I'd like an exact copy of only the lines from the start of the listing below through the line that holds "The brick church". Please keep the pictures out.

★ ★ ★ ★

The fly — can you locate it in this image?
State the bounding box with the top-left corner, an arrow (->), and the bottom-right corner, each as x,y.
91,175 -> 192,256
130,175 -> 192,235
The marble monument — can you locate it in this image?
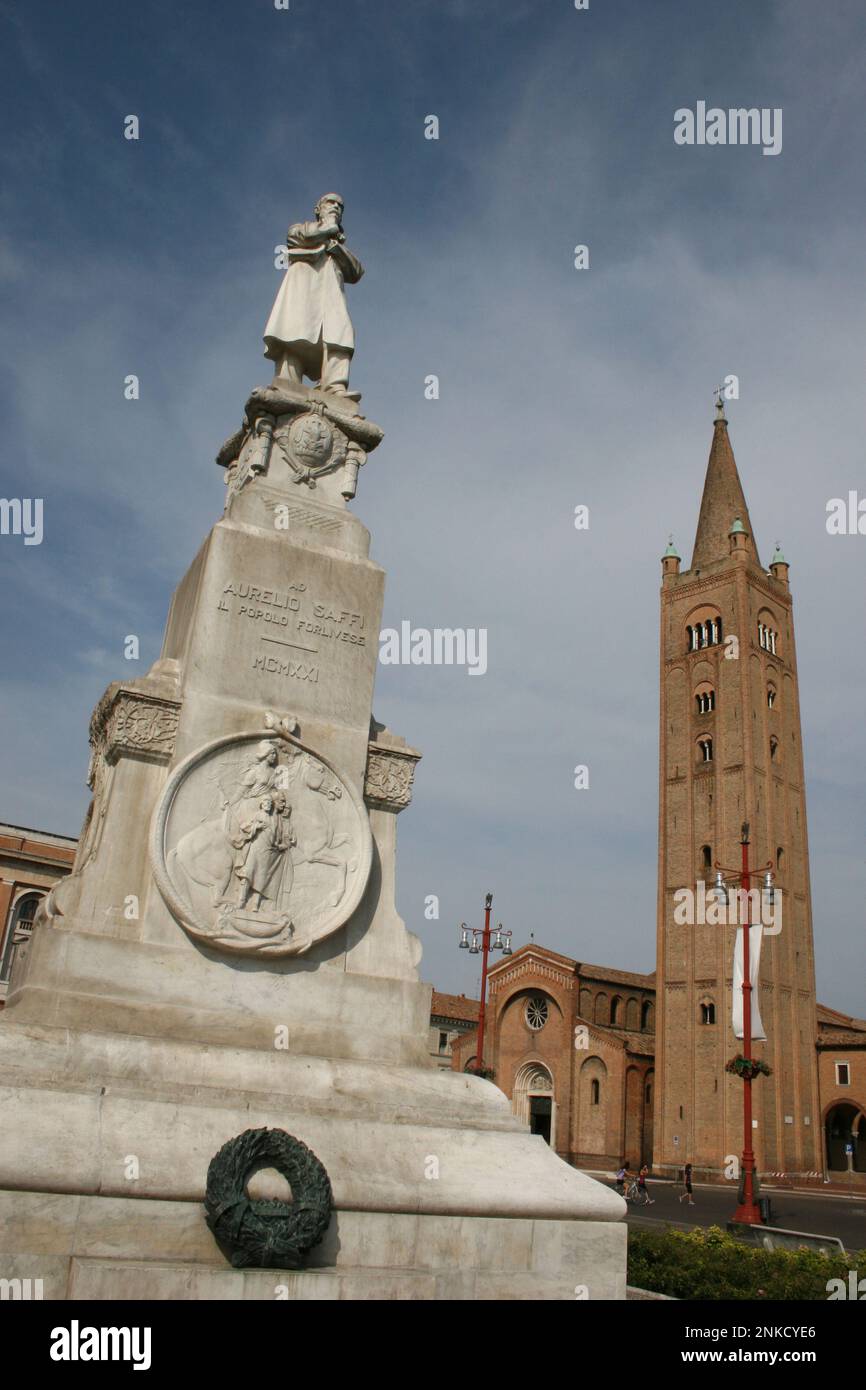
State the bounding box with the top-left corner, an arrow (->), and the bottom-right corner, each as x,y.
0,197 -> 626,1300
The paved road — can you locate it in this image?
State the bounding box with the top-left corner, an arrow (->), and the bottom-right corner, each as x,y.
611,1180 -> 866,1252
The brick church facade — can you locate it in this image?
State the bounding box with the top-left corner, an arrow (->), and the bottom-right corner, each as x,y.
450,949 -> 656,1168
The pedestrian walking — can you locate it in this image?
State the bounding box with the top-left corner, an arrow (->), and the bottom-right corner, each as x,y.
678,1161 -> 695,1205
637,1163 -> 655,1205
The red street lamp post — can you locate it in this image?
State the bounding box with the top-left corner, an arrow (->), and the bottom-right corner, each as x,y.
458,893 -> 512,1073
713,822 -> 774,1227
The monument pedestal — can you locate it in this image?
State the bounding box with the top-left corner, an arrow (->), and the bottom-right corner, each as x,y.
0,362 -> 626,1298
0,1007 -> 625,1298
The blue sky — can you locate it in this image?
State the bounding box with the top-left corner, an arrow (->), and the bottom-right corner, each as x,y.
1,0 -> 864,1013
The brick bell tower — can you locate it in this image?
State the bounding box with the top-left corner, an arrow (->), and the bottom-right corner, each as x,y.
653,401 -> 821,1181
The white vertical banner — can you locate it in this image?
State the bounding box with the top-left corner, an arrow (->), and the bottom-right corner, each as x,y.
732,924 -> 766,1041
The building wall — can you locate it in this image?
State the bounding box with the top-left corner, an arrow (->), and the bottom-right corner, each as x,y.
818,1041 -> 866,1174
0,824 -> 76,1003
428,1020 -> 473,1069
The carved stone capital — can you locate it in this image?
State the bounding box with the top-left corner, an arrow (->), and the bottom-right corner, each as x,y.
364,733 -> 421,813
90,685 -> 181,775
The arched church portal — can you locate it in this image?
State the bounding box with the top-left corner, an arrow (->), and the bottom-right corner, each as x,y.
824,1101 -> 866,1173
512,1062 -> 555,1147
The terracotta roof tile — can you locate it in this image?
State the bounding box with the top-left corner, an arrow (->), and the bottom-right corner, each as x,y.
577,963 -> 655,988
430,991 -> 480,1023
817,1030 -> 866,1048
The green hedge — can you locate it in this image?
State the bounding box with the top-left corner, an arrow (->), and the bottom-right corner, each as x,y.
628,1225 -> 864,1301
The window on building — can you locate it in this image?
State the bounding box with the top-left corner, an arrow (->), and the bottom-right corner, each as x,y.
438,1031 -> 448,1054
687,617 -> 722,653
836,1063 -> 850,1087
776,847 -> 784,874
0,892 -> 42,984
758,621 -> 779,654
641,1001 -> 652,1030
767,685 -> 777,709
770,735 -> 779,762
698,737 -> 713,763
701,844 -> 712,876
699,1001 -> 716,1025
525,996 -> 549,1031
645,1083 -> 652,1104
611,996 -> 622,1026
695,689 -> 716,714
591,1079 -> 600,1106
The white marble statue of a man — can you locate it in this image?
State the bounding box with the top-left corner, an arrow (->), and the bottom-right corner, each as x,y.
263,193 -> 363,397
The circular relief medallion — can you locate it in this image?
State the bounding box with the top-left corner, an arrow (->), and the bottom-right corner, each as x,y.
150,728 -> 371,956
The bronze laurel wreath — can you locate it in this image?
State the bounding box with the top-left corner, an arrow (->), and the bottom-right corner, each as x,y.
204,1127 -> 332,1269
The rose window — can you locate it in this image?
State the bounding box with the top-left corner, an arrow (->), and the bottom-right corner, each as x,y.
525,997 -> 549,1031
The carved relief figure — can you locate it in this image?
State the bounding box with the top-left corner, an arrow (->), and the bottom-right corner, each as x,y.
230,740 -> 283,822
263,194 -> 363,397
233,793 -> 295,912
169,740 -> 290,908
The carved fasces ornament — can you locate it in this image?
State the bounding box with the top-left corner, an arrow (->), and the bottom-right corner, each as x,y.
218,385 -> 383,506
150,719 -> 372,957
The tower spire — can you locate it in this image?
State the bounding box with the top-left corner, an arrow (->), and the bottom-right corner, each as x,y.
691,405 -> 760,570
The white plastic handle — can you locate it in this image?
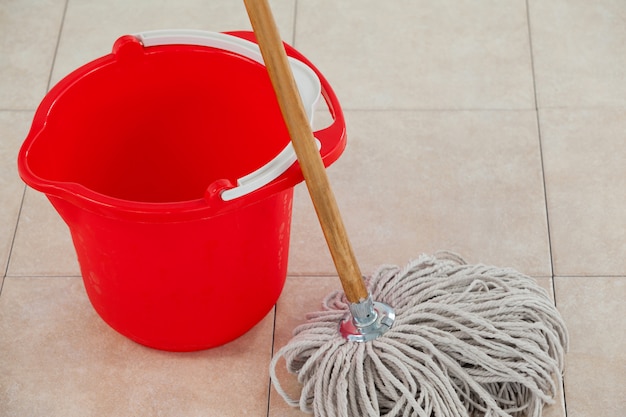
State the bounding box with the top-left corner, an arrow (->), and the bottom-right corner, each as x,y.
135,30 -> 322,201
221,139 -> 321,201
138,30 -> 265,65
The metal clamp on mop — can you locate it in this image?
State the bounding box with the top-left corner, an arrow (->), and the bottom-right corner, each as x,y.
340,293 -> 396,343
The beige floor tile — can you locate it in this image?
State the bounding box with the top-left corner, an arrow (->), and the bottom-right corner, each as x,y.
529,0 -> 626,108
0,111 -> 32,274
8,188 -> 80,276
289,110 -> 551,277
540,109 -> 626,276
0,276 -> 274,416
50,0 -> 295,85
0,0 -> 66,110
555,276 -> 626,417
295,0 -> 535,110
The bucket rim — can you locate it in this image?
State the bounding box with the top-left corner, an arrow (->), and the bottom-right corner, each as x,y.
18,30 -> 346,222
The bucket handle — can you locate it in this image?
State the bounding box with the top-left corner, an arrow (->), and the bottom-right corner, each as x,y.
134,29 -> 325,202
220,139 -> 321,201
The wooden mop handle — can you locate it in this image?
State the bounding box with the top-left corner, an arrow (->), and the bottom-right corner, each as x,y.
243,0 -> 368,303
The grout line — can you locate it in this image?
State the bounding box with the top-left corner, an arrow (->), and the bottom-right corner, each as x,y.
536,105 -> 626,111
287,272 -> 338,277
45,0 -> 69,92
266,304 -> 278,417
553,274 -> 626,278
291,0 -> 298,46
3,274 -> 83,279
525,3 -> 568,417
524,0 -> 555,282
534,109 -> 556,285
306,105 -> 626,113
1,185 -> 27,296
287,272 -> 615,279
0,109 -> 37,113
525,1 -> 539,112
339,107 -> 538,113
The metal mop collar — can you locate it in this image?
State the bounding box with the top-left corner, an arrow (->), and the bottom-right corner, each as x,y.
270,253 -> 568,417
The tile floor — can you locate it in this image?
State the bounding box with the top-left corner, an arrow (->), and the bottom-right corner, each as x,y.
1,0 -> 625,416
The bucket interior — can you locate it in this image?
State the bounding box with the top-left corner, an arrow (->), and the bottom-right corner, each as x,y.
27,46 -> 290,203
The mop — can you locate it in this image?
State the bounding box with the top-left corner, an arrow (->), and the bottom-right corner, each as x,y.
243,1 -> 568,416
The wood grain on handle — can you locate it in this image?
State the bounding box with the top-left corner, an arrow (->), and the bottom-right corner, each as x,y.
243,0 -> 368,303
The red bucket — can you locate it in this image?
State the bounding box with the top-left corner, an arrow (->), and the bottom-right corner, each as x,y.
17,30 -> 346,351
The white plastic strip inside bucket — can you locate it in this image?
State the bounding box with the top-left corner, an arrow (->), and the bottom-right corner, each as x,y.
135,30 -> 322,201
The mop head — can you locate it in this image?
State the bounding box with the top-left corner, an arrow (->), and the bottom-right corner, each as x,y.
270,253 -> 568,417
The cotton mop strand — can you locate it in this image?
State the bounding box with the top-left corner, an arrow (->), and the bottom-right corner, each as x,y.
243,1 -> 568,416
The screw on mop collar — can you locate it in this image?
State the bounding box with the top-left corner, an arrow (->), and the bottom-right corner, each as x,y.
340,294 -> 395,342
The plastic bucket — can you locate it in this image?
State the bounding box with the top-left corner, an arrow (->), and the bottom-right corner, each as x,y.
17,30 -> 346,351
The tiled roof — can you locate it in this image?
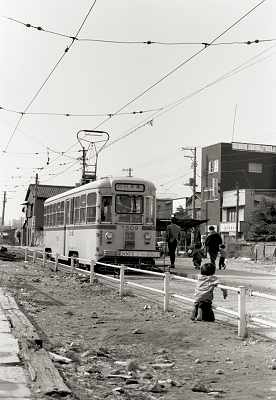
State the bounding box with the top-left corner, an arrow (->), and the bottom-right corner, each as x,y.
25,184 -> 74,201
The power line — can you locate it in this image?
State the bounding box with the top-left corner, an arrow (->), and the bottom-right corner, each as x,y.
12,1 -> 268,182
5,16 -> 275,47
90,0 -> 268,132
3,0 -> 97,153
105,41 -> 276,151
0,105 -> 163,118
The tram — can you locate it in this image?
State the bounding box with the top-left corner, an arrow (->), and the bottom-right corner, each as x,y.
43,176 -> 160,267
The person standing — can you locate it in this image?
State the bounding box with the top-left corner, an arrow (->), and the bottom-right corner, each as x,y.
218,244 -> 227,270
166,216 -> 181,268
204,225 -> 222,267
191,262 -> 227,321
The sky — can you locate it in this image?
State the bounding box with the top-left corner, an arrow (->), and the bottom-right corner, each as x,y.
0,0 -> 275,223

★ ★ ★ ★

◆ Answer for this exercise
The fly — can you locate it in this image?
State the bounding box with the top-left corner, an arrow (->), and the bottom-right corner, each as x,y.
91,175 -> 192,256
130,175 -> 192,235
The marble monument — can you locate it in this image?
State the bounding box with the top-left corner, an arrow (->), and the bottom-right corner, each as x,y.
0,197 -> 626,1300
The paved road — can you locate it in this image?
State the bounding box with the top-left corner, an arrow (->), and the bottom-right corner, each as x,y.
611,1180 -> 866,1252
The brick church facade — can you locate it in this image?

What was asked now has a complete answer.